*** Opening Document excerpt ***

According to American research frequent and regular use of cannabis can lead to as much as a 70 % increased risk of testicular cancer.
The incidence of testicular cancer has risen in the UK and other Western countries to more than double over the past 30 years and this rise is reflected in the increase in popularity of cannabis which is dubbed as Britain's most popular illegal drug.
The study from scientists at the Fred Hutchinson Cancer Research Center in Seattle is the first to look specifically at marijuana use in relation to the disease and was conducted on 369 men aged 18 to 44 with testicular cancer who were questioned about their history of cannabis use. The results were matched to those of 979 men who did not have cancer. The researchers found that regular users of the drug doubled the risk of testicular cancer in men as compared to men who had never smoked it.
The risk was found to be the highest in those who smoked it at least once a week or were regular users for a long period of time, beginning in adolescence. The link between cannabis and testicular cancer was independent of smoking, drinking and family history, other known risk factors for testicular cancer.

*** Closing Document excerpt ***
*** Opening Source information ***

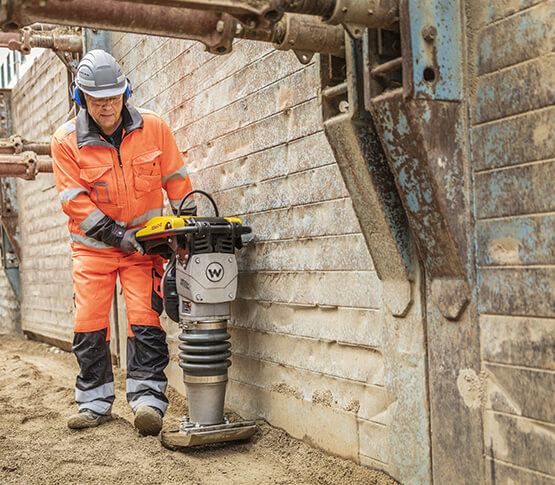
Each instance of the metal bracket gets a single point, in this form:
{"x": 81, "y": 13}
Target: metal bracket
{"x": 414, "y": 99}
{"x": 359, "y": 154}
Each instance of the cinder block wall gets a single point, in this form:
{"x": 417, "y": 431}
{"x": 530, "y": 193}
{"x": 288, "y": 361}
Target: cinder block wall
{"x": 9, "y": 308}
{"x": 312, "y": 351}
{"x": 513, "y": 151}
{"x": 39, "y": 105}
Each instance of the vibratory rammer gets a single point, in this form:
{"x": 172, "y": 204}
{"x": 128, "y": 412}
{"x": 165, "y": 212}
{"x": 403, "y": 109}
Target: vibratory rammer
{"x": 198, "y": 286}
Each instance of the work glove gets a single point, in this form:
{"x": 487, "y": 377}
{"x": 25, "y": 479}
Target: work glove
{"x": 129, "y": 243}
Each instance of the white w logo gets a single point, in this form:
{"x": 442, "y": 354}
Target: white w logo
{"x": 214, "y": 271}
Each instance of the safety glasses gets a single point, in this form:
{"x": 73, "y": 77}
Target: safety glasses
{"x": 103, "y": 101}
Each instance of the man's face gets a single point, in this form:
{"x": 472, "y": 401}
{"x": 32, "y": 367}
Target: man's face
{"x": 106, "y": 112}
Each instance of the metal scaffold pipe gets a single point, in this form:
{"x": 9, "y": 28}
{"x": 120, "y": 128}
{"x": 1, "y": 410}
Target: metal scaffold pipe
{"x": 125, "y": 17}
{"x": 300, "y": 33}
{"x": 57, "y": 40}
{"x": 25, "y": 165}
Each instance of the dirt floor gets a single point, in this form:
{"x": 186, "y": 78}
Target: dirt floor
{"x": 36, "y": 447}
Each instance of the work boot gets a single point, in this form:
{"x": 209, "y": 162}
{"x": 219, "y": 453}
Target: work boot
{"x": 148, "y": 421}
{"x": 87, "y": 419}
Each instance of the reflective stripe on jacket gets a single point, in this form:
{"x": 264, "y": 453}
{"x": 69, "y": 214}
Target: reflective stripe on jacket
{"x": 94, "y": 179}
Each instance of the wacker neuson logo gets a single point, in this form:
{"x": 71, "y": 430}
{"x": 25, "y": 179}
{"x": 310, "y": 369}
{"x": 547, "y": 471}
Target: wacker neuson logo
{"x": 214, "y": 272}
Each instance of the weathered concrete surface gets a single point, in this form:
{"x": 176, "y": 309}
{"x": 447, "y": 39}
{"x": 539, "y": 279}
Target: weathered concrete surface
{"x": 40, "y": 106}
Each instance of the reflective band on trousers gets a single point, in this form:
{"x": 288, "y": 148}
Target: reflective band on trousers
{"x": 88, "y": 241}
{"x": 70, "y": 194}
{"x": 136, "y": 385}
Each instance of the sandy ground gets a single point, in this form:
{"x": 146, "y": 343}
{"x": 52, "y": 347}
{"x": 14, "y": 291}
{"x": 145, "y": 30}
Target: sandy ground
{"x": 36, "y": 447}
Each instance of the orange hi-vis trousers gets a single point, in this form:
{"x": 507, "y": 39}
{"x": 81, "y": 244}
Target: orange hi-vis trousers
{"x": 94, "y": 276}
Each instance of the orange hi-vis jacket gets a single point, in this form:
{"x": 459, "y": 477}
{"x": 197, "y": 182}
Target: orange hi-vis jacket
{"x": 95, "y": 179}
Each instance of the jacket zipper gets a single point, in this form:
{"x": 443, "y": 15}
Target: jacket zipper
{"x": 123, "y": 176}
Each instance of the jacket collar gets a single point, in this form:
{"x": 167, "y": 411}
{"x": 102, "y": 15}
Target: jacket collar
{"x": 88, "y": 132}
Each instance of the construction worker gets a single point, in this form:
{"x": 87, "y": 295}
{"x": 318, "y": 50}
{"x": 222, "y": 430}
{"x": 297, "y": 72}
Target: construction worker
{"x": 110, "y": 164}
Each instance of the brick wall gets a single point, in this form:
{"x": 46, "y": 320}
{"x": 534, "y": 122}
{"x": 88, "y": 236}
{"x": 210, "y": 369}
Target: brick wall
{"x": 313, "y": 350}
{"x": 513, "y": 153}
{"x": 40, "y": 105}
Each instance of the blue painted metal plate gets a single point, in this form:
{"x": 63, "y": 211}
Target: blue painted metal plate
{"x": 443, "y": 54}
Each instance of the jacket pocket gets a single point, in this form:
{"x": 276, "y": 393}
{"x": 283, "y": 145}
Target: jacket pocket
{"x": 101, "y": 184}
{"x": 146, "y": 172}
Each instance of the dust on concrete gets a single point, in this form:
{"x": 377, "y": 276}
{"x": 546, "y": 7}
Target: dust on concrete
{"x": 36, "y": 447}
{"x": 324, "y": 398}
{"x": 283, "y": 388}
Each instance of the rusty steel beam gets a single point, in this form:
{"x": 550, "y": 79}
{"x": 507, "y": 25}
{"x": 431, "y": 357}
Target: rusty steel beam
{"x": 254, "y": 14}
{"x": 213, "y": 29}
{"x": 25, "y": 165}
{"x": 302, "y": 33}
{"x": 374, "y": 14}
{"x": 57, "y": 40}
{"x": 15, "y": 144}
{"x": 259, "y": 14}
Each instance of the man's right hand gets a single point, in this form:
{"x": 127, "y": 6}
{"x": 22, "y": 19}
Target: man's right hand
{"x": 129, "y": 244}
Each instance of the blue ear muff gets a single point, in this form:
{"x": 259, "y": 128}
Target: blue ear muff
{"x": 77, "y": 97}
{"x": 128, "y": 91}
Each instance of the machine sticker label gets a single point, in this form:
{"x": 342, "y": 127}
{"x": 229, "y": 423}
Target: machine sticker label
{"x": 214, "y": 271}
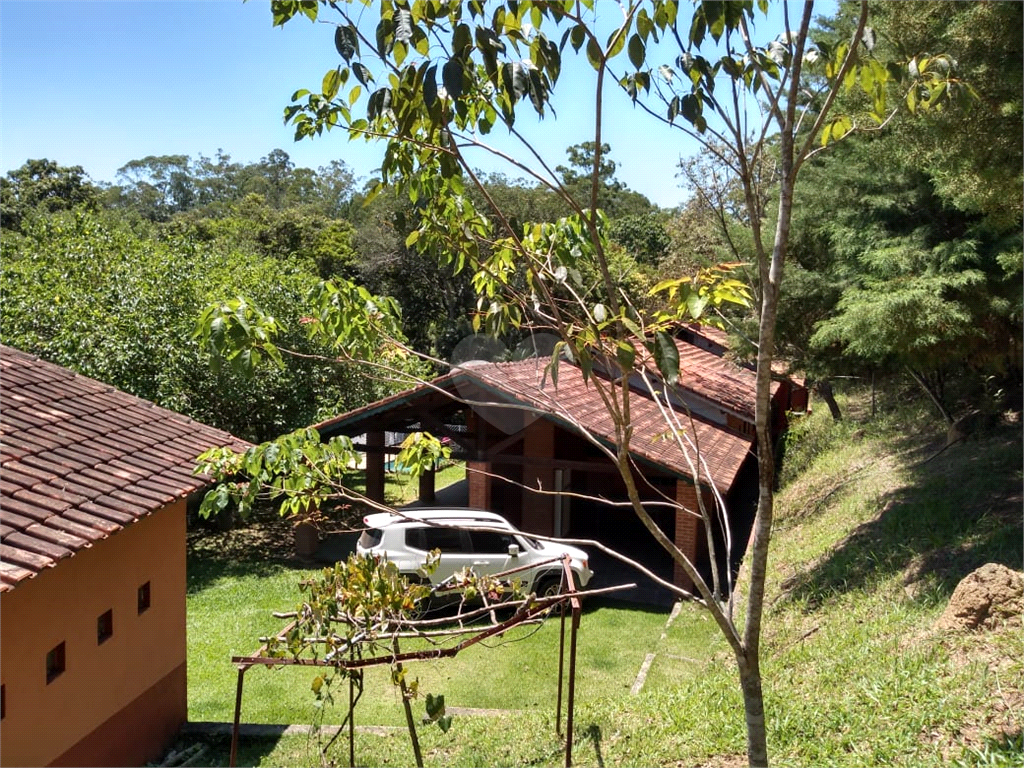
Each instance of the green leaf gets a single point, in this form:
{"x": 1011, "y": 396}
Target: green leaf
{"x": 594, "y": 53}
{"x": 430, "y": 85}
{"x": 361, "y": 73}
{"x": 667, "y": 356}
{"x": 452, "y": 77}
{"x": 626, "y": 354}
{"x": 637, "y": 51}
{"x": 577, "y": 37}
{"x": 616, "y": 41}
{"x": 332, "y": 82}
{"x": 346, "y": 41}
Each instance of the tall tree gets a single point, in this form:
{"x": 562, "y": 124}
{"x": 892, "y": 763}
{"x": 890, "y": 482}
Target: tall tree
{"x": 435, "y": 77}
{"x": 44, "y": 185}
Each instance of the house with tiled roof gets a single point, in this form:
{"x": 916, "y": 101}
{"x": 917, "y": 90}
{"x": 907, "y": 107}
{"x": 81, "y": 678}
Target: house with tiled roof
{"x": 94, "y": 487}
{"x": 532, "y": 448}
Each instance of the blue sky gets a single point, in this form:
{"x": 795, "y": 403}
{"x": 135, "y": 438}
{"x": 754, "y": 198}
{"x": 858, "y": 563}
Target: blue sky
{"x": 98, "y": 84}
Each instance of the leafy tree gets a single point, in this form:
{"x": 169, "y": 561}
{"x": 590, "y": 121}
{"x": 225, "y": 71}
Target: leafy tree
{"x": 445, "y": 74}
{"x": 89, "y": 294}
{"x": 901, "y": 269}
{"x": 44, "y": 185}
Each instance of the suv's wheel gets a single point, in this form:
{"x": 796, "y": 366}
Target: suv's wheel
{"x": 549, "y": 586}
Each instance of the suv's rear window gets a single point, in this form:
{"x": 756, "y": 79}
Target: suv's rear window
{"x": 371, "y": 538}
{"x": 446, "y": 540}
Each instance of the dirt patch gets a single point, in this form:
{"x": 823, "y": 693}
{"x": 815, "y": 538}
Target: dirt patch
{"x": 988, "y": 597}
{"x": 265, "y": 537}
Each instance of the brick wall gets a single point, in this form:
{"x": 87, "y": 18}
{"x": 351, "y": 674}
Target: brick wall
{"x": 688, "y": 530}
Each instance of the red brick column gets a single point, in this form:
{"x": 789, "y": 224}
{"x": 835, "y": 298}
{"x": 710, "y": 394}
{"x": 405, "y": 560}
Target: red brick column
{"x": 688, "y": 530}
{"x": 539, "y": 509}
{"x": 375, "y": 466}
{"x": 427, "y": 486}
{"x": 479, "y": 484}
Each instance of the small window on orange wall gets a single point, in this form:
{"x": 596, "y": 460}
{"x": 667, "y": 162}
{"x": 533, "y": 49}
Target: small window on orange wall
{"x": 104, "y": 627}
{"x": 54, "y": 664}
{"x": 143, "y": 598}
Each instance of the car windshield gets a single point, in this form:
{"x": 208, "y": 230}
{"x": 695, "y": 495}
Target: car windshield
{"x": 534, "y": 543}
{"x": 371, "y": 538}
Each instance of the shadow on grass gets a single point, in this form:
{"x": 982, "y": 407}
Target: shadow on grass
{"x": 217, "y": 752}
{"x": 261, "y": 546}
{"x": 961, "y": 510}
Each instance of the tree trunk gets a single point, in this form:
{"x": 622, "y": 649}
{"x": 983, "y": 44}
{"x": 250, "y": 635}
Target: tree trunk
{"x": 754, "y": 709}
{"x": 823, "y": 389}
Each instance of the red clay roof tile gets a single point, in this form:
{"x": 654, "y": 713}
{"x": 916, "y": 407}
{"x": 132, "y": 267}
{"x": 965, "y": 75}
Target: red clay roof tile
{"x": 81, "y": 460}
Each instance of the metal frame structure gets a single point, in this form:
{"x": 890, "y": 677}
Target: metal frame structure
{"x": 528, "y": 611}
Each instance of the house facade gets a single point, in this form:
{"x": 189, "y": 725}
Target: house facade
{"x": 532, "y": 448}
{"x": 92, "y": 567}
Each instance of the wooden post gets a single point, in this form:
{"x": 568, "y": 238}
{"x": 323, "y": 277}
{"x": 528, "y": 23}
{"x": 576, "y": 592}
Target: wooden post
{"x": 375, "y": 466}
{"x": 427, "y": 495}
{"x": 410, "y": 720}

*** Closing Source information ***

■ **What is being asked**:
Set down the passage from the cannabis and testicular cancer text above, from "The risk was" up to and including "for testicular cancer.", with no change to its wording.

■ **Reply**:
The risk was found to be the highest in those who smoked it at least once a week or were regular users for a long period of time, beginning in adolescence. The link between cannabis and testicular cancer was independent of smoking, drinking and family history, other known risk factors for testicular cancer.